*Directions:* Where the string "deel" occurs in a line of the entries below, copy that line.
Given data Block Start
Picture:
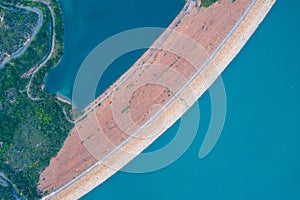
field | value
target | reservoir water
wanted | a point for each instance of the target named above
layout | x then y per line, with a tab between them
258	154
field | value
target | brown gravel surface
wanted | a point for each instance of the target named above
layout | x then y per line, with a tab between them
146	91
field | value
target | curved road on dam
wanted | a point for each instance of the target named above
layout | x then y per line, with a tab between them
187	10
35	31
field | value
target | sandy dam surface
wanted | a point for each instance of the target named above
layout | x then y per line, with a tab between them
152	95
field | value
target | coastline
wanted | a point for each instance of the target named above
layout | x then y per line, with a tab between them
199	85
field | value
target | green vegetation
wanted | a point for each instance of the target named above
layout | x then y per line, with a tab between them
207	3
16	27
32	132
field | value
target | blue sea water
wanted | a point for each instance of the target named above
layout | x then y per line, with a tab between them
258	154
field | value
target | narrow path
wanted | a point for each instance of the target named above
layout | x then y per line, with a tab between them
47	58
35	31
163	107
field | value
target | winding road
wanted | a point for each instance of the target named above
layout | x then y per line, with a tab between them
187	10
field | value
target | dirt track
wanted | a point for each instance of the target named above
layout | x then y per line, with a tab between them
146	91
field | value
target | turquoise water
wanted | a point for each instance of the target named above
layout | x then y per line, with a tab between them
258	154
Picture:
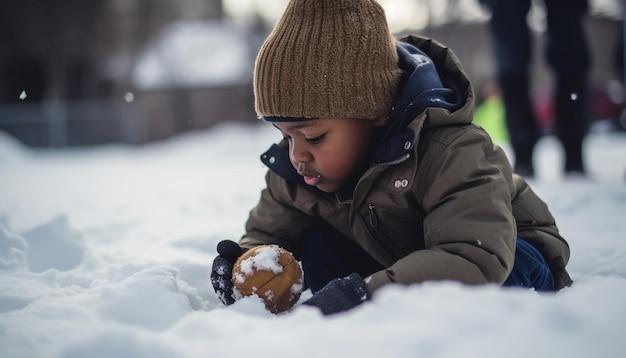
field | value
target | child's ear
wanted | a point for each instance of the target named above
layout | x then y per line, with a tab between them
379	122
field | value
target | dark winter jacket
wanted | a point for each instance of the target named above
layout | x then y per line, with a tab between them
438	201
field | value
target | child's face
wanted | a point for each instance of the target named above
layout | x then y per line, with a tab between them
326	152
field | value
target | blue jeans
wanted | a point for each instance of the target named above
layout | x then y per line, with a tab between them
326	254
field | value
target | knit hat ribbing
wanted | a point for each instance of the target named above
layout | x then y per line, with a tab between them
327	59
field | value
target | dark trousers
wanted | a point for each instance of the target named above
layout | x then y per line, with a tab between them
567	54
326	254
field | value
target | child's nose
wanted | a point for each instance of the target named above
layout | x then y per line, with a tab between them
299	153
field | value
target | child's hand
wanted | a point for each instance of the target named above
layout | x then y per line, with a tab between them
222	270
340	294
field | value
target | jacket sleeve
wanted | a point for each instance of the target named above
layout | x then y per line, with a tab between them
464	187
275	220
536	225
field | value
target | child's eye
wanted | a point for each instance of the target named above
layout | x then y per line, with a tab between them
316	140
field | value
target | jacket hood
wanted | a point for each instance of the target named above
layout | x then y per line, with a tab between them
435	83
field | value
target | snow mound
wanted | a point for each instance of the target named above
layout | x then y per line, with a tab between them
11	150
194	53
13	250
150	298
54	245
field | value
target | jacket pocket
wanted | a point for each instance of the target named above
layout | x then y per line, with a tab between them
398	231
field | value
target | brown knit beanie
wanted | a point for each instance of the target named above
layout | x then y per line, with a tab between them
330	59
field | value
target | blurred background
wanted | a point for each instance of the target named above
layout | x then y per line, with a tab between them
79	73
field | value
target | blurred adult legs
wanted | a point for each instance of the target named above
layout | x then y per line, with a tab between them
567	55
512	44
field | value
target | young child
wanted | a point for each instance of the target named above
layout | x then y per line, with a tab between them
381	178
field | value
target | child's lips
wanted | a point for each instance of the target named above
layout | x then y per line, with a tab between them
312	180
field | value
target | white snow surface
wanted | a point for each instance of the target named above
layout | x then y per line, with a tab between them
106	252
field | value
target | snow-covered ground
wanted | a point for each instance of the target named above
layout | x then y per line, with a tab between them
106	252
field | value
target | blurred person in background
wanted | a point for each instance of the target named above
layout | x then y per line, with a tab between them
567	54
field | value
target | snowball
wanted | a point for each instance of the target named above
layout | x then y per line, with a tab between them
265	260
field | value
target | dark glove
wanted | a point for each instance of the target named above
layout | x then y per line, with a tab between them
340	294
222	270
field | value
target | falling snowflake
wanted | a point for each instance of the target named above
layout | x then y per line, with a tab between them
129	97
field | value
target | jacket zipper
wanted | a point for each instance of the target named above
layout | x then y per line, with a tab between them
373	223
372	215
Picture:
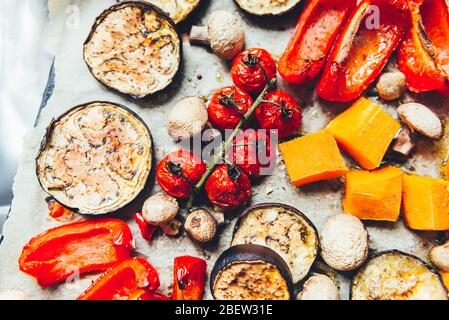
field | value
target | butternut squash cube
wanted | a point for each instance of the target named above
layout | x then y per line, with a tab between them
374	195
425	203
312	158
365	131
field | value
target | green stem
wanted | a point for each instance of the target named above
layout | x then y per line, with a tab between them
228	143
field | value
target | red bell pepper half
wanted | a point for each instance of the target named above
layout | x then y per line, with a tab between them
363	48
417	53
131	279
76	248
315	33
189	275
147	230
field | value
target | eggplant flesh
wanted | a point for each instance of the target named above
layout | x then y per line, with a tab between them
96	158
251	272
267	7
178	10
394	275
283	229
134	49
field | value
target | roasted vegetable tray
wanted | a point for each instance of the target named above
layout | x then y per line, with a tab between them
201	72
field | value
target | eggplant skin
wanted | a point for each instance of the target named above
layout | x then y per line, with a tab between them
178	10
267	7
96	158
395	275
250	272
285	230
134	49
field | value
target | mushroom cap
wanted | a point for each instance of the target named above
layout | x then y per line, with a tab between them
344	242
420	118
391	85
187	118
14	294
319	287
160	209
226	34
201	225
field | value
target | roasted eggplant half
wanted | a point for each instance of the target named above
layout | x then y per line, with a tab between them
283	229
96	158
134	49
178	10
394	275
267	7
251	272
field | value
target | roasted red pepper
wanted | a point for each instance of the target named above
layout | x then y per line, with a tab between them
416	55
76	248
189	275
147	230
122	281
312	41
369	37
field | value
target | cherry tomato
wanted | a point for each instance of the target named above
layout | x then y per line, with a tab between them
252	151
227	107
228	187
283	114
248	70
178	172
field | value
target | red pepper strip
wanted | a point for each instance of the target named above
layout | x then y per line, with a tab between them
122	281
76	248
362	49
189	275
147	230
415	56
315	33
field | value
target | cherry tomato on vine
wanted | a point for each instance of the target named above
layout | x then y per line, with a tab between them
227	107
228	187
252	151
178	172
252	69
281	113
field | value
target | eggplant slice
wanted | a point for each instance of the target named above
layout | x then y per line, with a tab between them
178	10
251	272
283	229
96	158
394	275
134	49
267	7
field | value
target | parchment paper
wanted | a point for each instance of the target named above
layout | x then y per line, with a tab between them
201	73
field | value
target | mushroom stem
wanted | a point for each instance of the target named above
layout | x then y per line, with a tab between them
199	35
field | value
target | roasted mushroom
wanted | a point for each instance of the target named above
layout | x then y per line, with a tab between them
201	226
187	118
344	242
161	210
319	287
134	49
224	33
96	158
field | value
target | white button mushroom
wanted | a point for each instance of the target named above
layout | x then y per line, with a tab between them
224	33
14	295
201	226
161	210
344	242
187	118
439	256
391	85
319	287
420	118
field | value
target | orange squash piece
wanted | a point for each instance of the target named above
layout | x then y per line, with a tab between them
312	158
425	203
374	195
365	132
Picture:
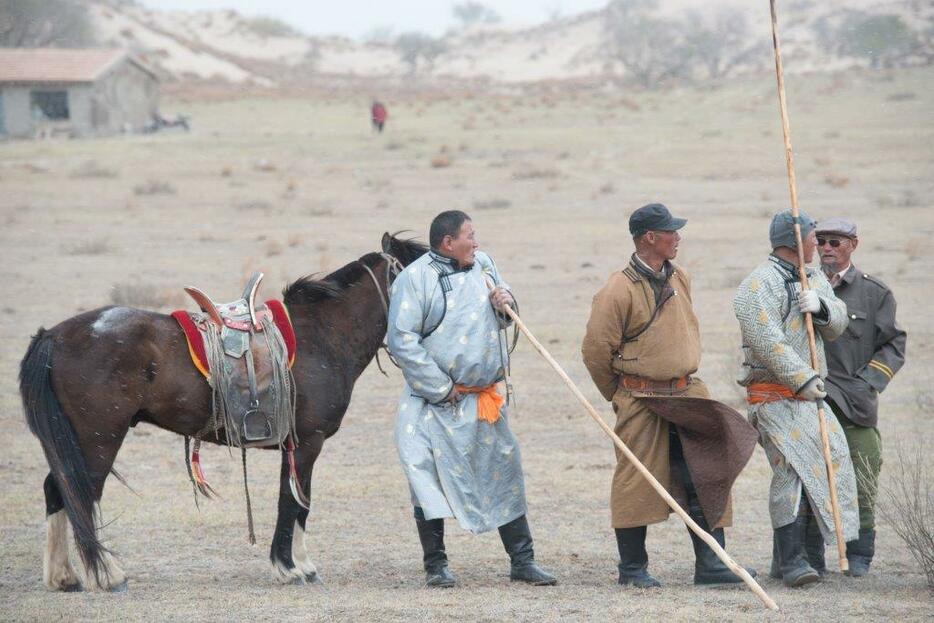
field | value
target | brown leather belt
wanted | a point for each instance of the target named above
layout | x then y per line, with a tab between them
635	383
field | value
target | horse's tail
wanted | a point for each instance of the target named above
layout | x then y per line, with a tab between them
59	441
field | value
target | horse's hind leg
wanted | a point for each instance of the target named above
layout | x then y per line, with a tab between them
289	555
57	572
100	449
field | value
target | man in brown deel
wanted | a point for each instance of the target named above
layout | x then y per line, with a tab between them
642	347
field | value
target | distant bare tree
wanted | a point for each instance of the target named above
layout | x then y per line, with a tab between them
470	13
650	48
720	41
44	23
416	46
883	39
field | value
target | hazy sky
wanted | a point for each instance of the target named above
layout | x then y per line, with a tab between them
356	18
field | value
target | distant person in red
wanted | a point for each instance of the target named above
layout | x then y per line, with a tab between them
378	115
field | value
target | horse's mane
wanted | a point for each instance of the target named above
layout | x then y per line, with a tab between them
310	288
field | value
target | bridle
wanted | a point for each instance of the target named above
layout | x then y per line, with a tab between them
393	268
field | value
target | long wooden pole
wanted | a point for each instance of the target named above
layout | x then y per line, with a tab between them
691	524
803	277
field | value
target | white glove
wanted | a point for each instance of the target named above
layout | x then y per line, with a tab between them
808	301
813	390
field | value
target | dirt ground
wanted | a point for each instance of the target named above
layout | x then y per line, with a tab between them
292	186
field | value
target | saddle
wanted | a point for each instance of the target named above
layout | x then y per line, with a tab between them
245	351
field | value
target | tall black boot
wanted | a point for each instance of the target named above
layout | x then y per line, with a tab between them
708	568
633	559
517	540
431	534
814	546
793	565
859	553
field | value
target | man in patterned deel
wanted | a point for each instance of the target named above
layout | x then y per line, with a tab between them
782	393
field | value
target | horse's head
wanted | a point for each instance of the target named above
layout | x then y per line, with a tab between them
404	250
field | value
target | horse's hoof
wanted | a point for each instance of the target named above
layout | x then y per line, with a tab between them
308	579
122	587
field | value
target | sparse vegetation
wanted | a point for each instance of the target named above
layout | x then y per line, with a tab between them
536	173
416	48
440	161
471	13
91	169
254	204
97	246
154	187
44	23
905	501
496	203
145	296
882	39
265	26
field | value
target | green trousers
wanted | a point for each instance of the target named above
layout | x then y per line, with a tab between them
866	452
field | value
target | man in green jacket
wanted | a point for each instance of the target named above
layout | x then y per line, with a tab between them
861	362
Given data Block End
*Written response:*
target | man in brown deel
target | man in patterned deel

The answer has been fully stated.